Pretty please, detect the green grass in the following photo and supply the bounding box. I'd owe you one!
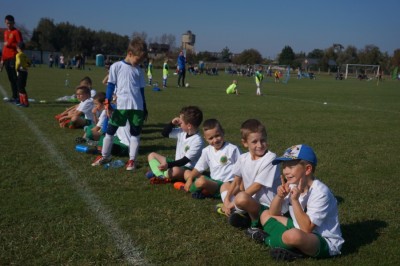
[1,66,399,265]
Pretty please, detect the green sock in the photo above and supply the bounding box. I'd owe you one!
[251,220,259,228]
[149,159,165,177]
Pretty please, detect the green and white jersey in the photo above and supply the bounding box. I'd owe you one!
[194,142,241,182]
[169,128,204,169]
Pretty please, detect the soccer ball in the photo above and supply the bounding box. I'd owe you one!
[185,83,189,87]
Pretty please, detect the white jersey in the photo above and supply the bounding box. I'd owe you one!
[232,151,280,207]
[77,98,94,121]
[194,142,241,182]
[169,128,204,169]
[108,60,146,110]
[283,179,344,256]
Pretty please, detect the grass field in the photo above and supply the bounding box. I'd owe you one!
[1,65,399,265]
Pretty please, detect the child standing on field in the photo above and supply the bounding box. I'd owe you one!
[183,119,241,199]
[146,106,204,183]
[255,66,264,96]
[91,37,148,171]
[162,58,169,88]
[15,42,31,107]
[226,80,238,95]
[223,119,280,236]
[147,59,153,86]
[259,144,344,261]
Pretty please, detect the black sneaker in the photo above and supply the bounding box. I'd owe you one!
[270,247,304,261]
[191,191,210,199]
[245,227,267,244]
[228,211,251,229]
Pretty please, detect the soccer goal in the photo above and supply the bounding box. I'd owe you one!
[344,64,380,80]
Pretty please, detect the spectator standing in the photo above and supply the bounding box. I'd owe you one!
[1,15,23,103]
[177,51,186,87]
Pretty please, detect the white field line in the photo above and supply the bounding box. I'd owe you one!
[0,85,147,265]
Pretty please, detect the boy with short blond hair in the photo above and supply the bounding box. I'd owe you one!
[260,144,344,261]
[147,106,204,183]
[92,37,148,170]
[183,119,241,199]
[223,119,280,235]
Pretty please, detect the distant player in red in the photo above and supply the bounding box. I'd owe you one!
[1,15,23,103]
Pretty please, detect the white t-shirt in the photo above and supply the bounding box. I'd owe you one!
[283,179,344,256]
[108,60,146,110]
[77,98,94,121]
[232,151,280,207]
[194,142,241,182]
[169,128,204,169]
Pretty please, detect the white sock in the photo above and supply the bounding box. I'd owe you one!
[129,135,140,160]
[102,134,113,158]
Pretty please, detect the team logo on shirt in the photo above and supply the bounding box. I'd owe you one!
[220,155,228,165]
[185,145,190,152]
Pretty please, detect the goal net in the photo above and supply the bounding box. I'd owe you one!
[344,64,380,80]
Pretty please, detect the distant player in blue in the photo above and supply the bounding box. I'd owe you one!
[177,51,186,87]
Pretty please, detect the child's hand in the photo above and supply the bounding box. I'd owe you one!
[171,117,181,126]
[277,175,290,198]
[183,179,192,192]
[158,163,168,171]
[290,178,303,201]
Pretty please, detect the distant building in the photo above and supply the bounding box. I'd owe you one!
[181,30,195,53]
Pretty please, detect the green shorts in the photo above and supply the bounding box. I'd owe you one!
[263,217,330,258]
[109,109,144,128]
[189,175,224,197]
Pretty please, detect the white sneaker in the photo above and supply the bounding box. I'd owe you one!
[91,155,112,166]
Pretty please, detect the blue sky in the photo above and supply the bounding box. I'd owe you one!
[2,0,399,58]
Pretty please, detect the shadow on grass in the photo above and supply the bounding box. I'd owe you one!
[341,219,387,256]
[336,195,344,205]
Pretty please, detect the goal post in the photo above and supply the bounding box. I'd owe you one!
[344,64,380,79]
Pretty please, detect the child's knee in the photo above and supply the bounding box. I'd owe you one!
[147,152,158,161]
[282,229,302,246]
[260,210,271,225]
[234,191,250,208]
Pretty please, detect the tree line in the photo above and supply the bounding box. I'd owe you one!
[22,18,400,73]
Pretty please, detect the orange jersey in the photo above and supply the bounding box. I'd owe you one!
[2,28,22,61]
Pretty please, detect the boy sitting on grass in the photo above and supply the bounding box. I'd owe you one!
[223,119,280,236]
[58,85,94,129]
[260,144,344,261]
[146,106,204,184]
[183,119,241,199]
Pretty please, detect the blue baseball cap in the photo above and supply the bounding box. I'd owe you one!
[272,144,317,165]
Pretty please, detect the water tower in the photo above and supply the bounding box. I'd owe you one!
[181,30,196,53]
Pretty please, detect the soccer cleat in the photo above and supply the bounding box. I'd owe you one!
[91,155,112,166]
[191,191,211,199]
[149,176,171,184]
[126,160,135,171]
[270,247,304,261]
[245,227,267,244]
[214,203,226,215]
[228,211,251,229]
[173,182,185,190]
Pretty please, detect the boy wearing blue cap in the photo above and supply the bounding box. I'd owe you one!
[259,144,344,261]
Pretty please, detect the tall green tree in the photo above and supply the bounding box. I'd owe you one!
[278,46,295,65]
[233,49,262,65]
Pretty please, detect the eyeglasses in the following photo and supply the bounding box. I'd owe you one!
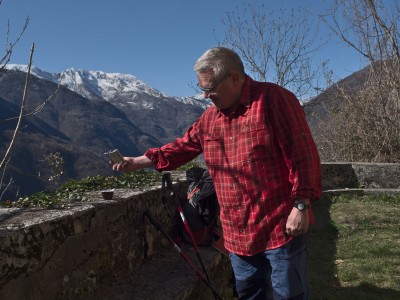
[197,74,230,93]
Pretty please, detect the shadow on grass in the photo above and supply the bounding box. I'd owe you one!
[308,194,400,300]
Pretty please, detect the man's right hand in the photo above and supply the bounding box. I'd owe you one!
[112,155,152,173]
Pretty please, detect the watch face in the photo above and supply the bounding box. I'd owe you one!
[294,202,308,211]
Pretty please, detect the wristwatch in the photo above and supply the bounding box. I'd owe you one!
[293,201,309,211]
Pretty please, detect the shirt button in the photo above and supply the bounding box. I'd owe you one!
[234,205,239,210]
[239,227,244,233]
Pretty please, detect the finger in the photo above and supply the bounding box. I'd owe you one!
[287,228,303,236]
[112,161,124,171]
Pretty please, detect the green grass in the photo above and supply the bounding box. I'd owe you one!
[308,193,400,299]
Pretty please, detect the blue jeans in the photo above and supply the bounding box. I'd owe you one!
[229,235,309,300]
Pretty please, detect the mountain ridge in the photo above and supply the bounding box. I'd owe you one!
[6,64,211,108]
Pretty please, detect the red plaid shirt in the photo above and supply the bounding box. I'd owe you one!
[145,76,321,255]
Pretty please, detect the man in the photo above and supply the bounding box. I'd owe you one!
[113,47,321,299]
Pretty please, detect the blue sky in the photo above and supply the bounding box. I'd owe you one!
[1,0,370,97]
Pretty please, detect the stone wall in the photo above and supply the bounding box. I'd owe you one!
[0,182,203,300]
[1,163,399,299]
[322,162,400,190]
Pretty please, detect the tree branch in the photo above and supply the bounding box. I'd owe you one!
[0,42,35,172]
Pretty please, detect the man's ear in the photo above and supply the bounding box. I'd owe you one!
[230,71,244,87]
[230,72,240,83]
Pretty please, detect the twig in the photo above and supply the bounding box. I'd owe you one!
[0,84,60,124]
[0,176,14,201]
[0,17,30,70]
[0,42,34,172]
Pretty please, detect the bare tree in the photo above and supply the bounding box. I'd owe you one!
[0,54,60,200]
[0,1,31,200]
[0,0,29,70]
[0,43,34,171]
[0,43,35,200]
[0,2,61,200]
[218,2,327,100]
[315,0,400,163]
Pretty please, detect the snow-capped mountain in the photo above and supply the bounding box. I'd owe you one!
[175,94,212,109]
[6,64,211,109]
[7,64,166,98]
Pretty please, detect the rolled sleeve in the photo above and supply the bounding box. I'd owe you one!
[268,85,322,201]
[144,121,204,171]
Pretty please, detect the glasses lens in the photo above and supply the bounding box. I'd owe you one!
[197,74,228,93]
[197,82,213,92]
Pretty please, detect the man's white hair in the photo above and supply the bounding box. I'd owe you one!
[194,47,245,80]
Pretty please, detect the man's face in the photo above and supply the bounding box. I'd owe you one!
[197,71,239,110]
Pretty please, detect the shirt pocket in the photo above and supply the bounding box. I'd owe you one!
[237,121,274,161]
[203,133,225,166]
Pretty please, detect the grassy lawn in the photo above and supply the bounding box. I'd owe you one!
[308,193,400,300]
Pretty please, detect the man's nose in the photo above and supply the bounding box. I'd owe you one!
[204,90,216,98]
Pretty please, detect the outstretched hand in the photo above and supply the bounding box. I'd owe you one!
[112,155,152,173]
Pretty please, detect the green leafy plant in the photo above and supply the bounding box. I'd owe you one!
[0,170,162,209]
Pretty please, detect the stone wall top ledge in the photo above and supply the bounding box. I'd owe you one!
[0,185,167,231]
[322,161,400,166]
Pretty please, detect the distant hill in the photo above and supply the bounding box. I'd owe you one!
[303,65,371,130]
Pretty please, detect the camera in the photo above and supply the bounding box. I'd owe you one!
[104,149,124,164]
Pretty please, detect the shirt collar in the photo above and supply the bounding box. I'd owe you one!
[239,75,254,107]
[218,75,253,116]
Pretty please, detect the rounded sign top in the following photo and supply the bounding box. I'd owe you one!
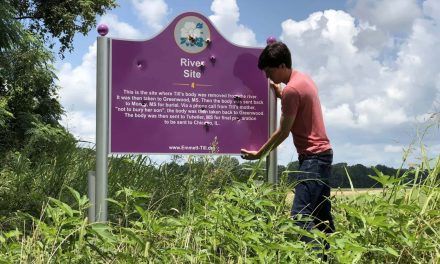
[266,36,276,45]
[97,24,109,36]
[174,15,211,54]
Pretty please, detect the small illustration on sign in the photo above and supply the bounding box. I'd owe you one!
[174,16,210,54]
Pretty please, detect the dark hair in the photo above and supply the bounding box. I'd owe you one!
[258,41,292,70]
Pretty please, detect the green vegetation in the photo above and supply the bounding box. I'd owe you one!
[1,0,117,160]
[0,141,439,263]
[1,1,439,262]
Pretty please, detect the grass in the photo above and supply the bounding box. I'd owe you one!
[0,122,439,263]
[0,152,438,263]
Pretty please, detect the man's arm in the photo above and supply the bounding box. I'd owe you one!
[241,113,294,160]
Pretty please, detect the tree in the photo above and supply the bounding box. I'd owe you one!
[0,3,23,51]
[0,0,117,157]
[10,0,117,56]
[0,31,70,156]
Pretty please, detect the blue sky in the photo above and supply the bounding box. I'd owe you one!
[56,0,440,168]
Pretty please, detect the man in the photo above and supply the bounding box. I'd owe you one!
[240,41,335,246]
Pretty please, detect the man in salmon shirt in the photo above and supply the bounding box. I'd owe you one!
[241,41,334,250]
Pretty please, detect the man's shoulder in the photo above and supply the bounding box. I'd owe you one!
[292,70,313,82]
[282,84,300,97]
[288,70,309,83]
[287,72,314,91]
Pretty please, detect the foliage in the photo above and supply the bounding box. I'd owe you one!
[0,0,117,160]
[329,124,440,263]
[0,31,65,156]
[9,0,117,56]
[0,154,439,263]
[0,138,86,221]
[0,135,439,263]
[0,111,438,262]
[107,155,244,218]
[0,97,13,128]
[0,3,23,51]
[0,146,252,230]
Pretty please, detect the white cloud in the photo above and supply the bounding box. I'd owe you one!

▶ **Your goal**
Return, without any change, the lines from the one holding "Pretty please, detect the man's shoulder" through the end of the listing, and only those.

▶ **Written answer**
Pretty please, detect the man's shoulder in the photo above and supply the bounding box. I'd owe you one!
[292,70,313,82]
[282,84,300,97]
[288,70,309,83]
[287,72,314,91]
Pretty please, detect the foliage in the photo above and supply the bounding box. I'd owe you one!
[0,0,117,160]
[329,124,440,263]
[0,31,65,156]
[9,0,117,56]
[0,154,439,263]
[0,138,86,221]
[0,135,439,263]
[0,111,438,262]
[107,155,244,218]
[0,97,13,128]
[0,3,23,51]
[0,146,252,230]
Pretty please, detect the white cloud in the photo above and supply the bounding box. I'd owe you one!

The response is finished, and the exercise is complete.